— Begin The data —
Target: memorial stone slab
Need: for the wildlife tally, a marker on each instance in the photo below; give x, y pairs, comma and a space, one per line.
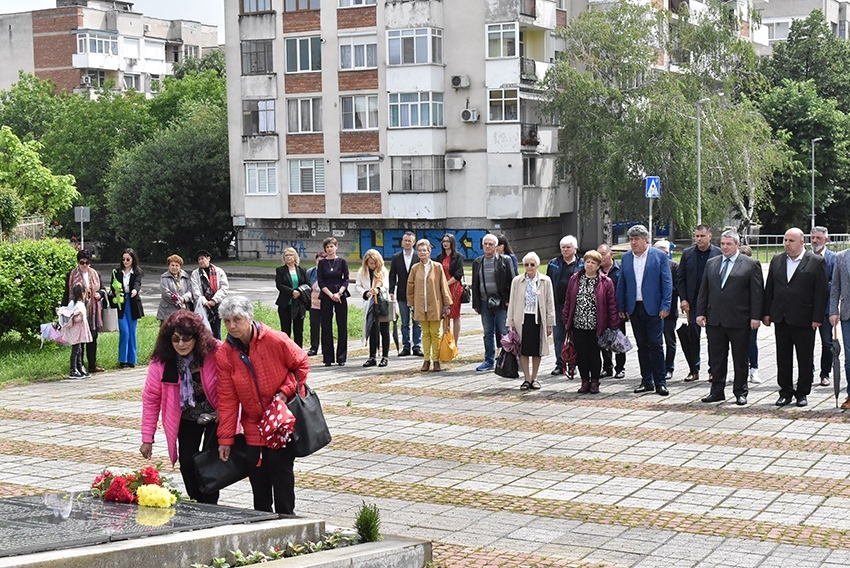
39, 523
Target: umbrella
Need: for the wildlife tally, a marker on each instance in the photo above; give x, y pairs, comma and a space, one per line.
836, 364
689, 341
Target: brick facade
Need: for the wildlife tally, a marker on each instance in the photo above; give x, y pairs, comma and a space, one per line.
305, 144
358, 80
307, 204
304, 21
360, 203
361, 17
303, 83
358, 142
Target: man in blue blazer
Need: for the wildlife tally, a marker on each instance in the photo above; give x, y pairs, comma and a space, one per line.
644, 293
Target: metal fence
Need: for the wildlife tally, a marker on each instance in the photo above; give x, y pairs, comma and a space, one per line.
765, 246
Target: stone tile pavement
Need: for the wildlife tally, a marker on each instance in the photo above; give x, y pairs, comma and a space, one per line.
499, 477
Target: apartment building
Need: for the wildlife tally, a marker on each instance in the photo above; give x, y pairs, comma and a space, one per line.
361, 119
82, 44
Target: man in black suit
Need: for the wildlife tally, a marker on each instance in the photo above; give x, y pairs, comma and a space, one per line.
795, 300
688, 278
399, 271
729, 306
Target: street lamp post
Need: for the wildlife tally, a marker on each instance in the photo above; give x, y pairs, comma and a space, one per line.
813, 179
699, 162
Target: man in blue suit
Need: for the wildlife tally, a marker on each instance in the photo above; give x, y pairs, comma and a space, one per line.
644, 292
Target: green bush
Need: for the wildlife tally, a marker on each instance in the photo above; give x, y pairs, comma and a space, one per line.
32, 281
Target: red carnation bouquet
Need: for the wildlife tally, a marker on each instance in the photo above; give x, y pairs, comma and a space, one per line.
120, 485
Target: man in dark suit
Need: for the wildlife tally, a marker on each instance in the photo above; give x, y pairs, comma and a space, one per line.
729, 306
795, 300
644, 292
399, 271
688, 279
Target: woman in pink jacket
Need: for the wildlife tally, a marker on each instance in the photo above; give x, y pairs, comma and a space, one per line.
181, 385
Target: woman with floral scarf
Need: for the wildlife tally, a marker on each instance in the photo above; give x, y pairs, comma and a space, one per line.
182, 385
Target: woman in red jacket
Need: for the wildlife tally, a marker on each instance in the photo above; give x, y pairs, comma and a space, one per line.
255, 365
181, 385
590, 309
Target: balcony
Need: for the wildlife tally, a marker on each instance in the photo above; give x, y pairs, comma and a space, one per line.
529, 135
528, 8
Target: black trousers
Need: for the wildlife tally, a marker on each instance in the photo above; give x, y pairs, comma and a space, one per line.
719, 340
790, 338
274, 477
380, 331
587, 351
329, 310
289, 326
189, 438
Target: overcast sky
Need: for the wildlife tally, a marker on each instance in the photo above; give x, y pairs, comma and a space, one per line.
204, 11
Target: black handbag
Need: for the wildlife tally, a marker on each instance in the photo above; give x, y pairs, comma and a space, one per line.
214, 474
507, 365
311, 431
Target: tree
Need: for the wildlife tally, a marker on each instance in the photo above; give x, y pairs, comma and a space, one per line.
177, 186
21, 170
30, 106
796, 112
812, 52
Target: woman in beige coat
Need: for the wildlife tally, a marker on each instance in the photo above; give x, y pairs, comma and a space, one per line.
428, 296
531, 312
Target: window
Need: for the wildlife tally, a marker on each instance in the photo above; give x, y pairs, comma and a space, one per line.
501, 40
504, 105
360, 112
261, 178
419, 173
529, 170
422, 45
249, 6
257, 57
298, 5
304, 115
416, 109
191, 51
358, 52
307, 176
257, 117
132, 82
362, 176
303, 54
97, 43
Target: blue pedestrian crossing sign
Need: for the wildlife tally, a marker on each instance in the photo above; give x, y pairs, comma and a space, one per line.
653, 186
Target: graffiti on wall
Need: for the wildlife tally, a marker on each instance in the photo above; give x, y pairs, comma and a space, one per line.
388, 241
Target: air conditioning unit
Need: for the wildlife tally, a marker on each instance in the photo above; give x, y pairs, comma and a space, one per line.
455, 163
469, 115
460, 81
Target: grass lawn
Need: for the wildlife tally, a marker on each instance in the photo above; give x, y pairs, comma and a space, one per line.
22, 361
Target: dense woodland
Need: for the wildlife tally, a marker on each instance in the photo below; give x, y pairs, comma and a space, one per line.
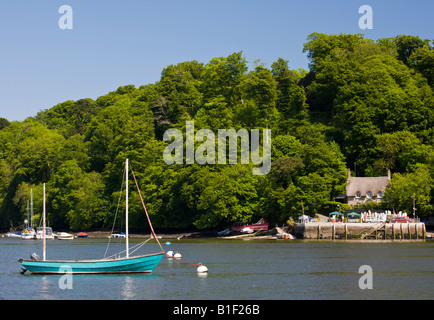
363, 104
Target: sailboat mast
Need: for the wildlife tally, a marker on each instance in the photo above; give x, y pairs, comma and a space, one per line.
126, 209
28, 214
43, 225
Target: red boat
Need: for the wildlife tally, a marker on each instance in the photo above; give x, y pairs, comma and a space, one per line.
262, 224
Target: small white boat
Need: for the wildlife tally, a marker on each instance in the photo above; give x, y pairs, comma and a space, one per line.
64, 236
48, 233
15, 234
28, 234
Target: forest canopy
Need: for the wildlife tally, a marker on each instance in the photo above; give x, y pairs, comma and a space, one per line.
363, 104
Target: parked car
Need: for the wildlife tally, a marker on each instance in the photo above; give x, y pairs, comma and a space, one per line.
400, 220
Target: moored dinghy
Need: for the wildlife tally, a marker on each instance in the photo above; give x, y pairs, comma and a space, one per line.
126, 264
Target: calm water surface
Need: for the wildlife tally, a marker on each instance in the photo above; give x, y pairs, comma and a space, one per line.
297, 269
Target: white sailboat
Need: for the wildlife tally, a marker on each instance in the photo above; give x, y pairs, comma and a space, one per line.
127, 264
29, 233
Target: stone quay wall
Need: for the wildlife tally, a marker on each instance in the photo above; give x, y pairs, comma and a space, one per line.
331, 230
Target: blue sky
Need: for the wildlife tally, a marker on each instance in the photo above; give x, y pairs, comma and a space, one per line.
115, 43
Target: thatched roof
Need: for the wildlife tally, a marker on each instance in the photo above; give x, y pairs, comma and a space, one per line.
365, 184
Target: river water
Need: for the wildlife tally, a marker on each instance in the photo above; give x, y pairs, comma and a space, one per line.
238, 270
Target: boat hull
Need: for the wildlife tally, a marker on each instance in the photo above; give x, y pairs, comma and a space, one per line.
137, 264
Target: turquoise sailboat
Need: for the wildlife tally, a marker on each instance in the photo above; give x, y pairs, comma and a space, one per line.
134, 264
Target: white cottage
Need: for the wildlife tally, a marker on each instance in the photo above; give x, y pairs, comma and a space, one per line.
365, 189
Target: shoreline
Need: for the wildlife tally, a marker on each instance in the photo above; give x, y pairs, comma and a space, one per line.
277, 233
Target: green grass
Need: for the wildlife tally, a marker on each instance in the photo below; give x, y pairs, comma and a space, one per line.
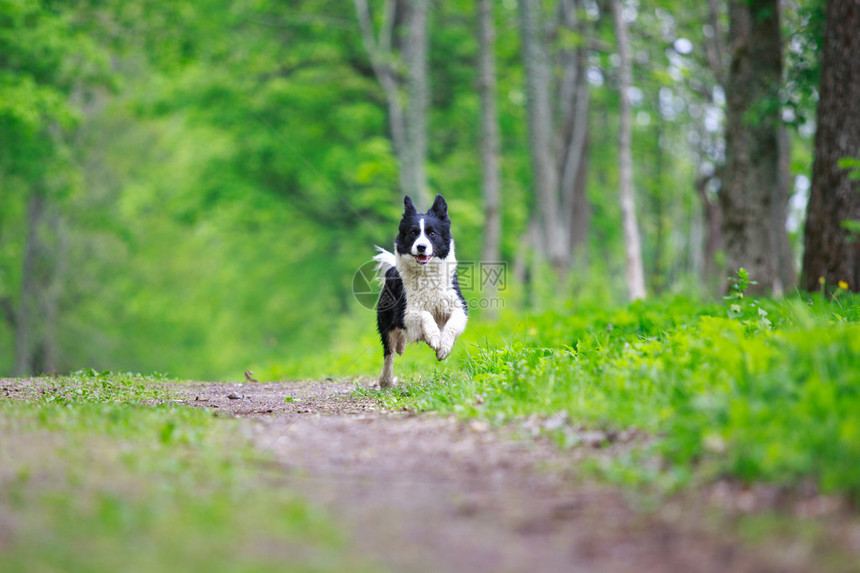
106, 473
758, 390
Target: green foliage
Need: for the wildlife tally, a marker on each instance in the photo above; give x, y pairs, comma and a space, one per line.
105, 472
768, 392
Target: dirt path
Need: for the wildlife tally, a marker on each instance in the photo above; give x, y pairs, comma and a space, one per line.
429, 493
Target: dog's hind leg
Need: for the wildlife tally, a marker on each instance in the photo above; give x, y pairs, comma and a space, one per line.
386, 378
450, 332
420, 325
398, 340
395, 341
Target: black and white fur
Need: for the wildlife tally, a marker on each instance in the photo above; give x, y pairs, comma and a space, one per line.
420, 299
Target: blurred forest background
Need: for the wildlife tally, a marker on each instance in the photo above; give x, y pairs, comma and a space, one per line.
191, 187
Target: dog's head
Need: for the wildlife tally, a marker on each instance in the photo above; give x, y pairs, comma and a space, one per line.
423, 236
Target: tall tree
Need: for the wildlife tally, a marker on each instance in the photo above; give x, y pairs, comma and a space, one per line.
753, 121
399, 60
491, 180
831, 242
540, 121
574, 101
632, 239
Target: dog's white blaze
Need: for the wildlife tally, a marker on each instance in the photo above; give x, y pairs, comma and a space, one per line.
422, 240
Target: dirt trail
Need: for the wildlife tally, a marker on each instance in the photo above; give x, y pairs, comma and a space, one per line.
429, 493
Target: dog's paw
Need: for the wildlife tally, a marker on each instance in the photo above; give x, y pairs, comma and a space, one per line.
443, 352
446, 344
434, 340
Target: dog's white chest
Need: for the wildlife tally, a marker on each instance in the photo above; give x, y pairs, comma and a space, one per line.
431, 289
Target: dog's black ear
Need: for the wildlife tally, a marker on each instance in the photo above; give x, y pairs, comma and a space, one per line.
440, 207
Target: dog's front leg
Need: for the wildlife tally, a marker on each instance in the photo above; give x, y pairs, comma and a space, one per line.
450, 332
420, 325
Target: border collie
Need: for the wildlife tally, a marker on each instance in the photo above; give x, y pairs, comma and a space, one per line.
420, 299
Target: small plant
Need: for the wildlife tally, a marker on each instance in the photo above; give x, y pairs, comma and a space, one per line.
749, 313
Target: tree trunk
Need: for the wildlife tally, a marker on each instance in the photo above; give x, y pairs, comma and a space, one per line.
415, 58
713, 218
785, 271
574, 97
491, 181
407, 124
632, 240
539, 111
35, 321
752, 149
831, 250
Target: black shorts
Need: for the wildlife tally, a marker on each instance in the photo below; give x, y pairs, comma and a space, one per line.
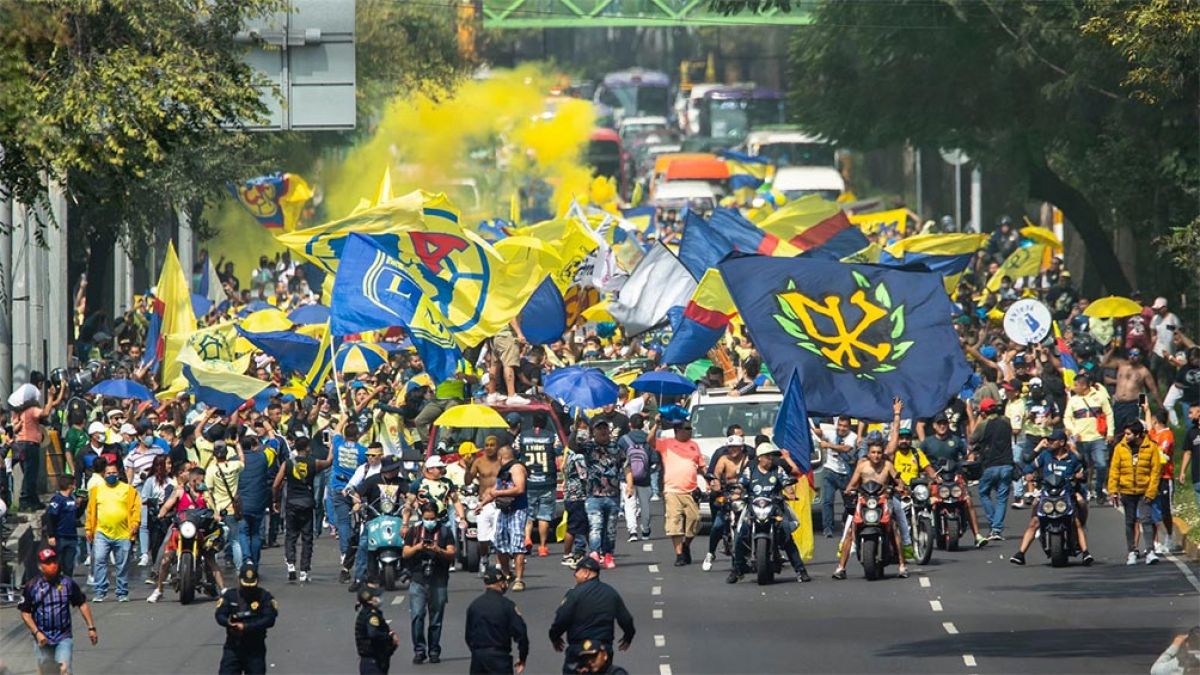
576, 519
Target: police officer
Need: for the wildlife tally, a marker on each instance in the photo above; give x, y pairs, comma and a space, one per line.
493, 622
245, 613
587, 615
373, 639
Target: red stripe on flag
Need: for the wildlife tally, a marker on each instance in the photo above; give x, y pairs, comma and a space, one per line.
706, 317
821, 232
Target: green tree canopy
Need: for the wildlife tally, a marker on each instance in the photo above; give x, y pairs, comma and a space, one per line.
1092, 103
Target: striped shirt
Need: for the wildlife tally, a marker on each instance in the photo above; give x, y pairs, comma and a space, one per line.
51, 605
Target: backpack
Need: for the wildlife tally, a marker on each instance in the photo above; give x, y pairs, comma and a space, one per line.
639, 461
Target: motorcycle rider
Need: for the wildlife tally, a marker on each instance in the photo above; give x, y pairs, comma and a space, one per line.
191, 495
727, 472
874, 467
1055, 458
765, 479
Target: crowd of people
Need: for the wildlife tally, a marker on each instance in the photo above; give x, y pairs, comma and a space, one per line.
329, 463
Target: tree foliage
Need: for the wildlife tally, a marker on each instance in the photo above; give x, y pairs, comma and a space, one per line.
1083, 100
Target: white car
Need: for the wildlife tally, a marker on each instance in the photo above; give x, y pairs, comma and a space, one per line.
713, 411
799, 181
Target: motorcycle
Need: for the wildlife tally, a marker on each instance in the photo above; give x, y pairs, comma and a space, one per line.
949, 509
199, 535
873, 530
1056, 520
921, 518
468, 553
767, 530
384, 538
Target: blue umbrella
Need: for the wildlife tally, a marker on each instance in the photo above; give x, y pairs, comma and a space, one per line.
123, 389
579, 387
309, 315
664, 383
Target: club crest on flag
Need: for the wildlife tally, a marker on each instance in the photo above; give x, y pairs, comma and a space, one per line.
859, 334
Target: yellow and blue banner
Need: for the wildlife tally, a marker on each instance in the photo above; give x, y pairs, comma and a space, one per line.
276, 201
856, 335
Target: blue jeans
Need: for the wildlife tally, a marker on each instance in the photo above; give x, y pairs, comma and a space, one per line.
603, 513
999, 479
51, 656
120, 548
342, 506
427, 598
832, 485
1097, 454
250, 536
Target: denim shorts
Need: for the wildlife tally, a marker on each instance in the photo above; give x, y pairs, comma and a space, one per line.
541, 506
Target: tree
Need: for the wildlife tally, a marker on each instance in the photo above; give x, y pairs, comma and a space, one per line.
1021, 85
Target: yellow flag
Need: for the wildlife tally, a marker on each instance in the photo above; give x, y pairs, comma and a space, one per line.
1025, 261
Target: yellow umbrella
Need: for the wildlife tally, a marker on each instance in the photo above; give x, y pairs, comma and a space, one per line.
1113, 306
471, 416
1042, 236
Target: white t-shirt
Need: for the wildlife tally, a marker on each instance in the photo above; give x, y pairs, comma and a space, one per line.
1164, 335
835, 461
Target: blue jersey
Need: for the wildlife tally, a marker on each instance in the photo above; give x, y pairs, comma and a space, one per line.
347, 457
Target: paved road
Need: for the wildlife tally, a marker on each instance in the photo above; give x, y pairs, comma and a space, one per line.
969, 611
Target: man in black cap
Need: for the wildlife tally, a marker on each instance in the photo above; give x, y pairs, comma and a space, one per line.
375, 640
587, 614
246, 613
493, 623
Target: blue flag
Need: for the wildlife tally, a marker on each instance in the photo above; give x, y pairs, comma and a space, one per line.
372, 291
792, 430
856, 335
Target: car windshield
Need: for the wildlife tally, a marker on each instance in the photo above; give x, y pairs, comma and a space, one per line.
709, 420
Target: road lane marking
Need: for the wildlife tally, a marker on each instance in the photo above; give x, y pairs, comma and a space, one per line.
1187, 573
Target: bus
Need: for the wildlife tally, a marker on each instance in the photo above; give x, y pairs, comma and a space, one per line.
634, 93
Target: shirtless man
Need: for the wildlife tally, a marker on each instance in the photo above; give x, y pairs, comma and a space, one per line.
1133, 378
875, 467
485, 467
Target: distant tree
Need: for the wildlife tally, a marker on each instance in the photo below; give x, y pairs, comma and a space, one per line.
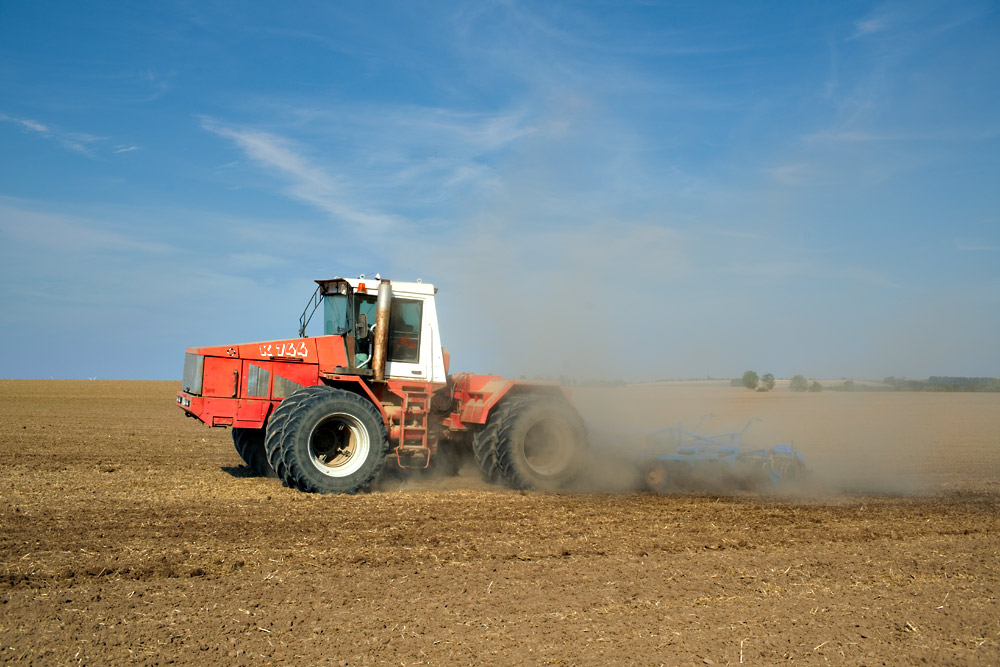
766, 382
799, 383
— End The data —
Task brief:
Lay out as a numbered list every line from the one containing "Target: distant tree" down to the end of the saved entries, skipping blank lines and leaving out the pictures.

Expected answer:
1. Target: distant tree
2. Need: for the wildlife tally, a marker on each instance in the photo below; give x, y pairs, comma and a space, one per line.
3. 766, 382
4. 799, 383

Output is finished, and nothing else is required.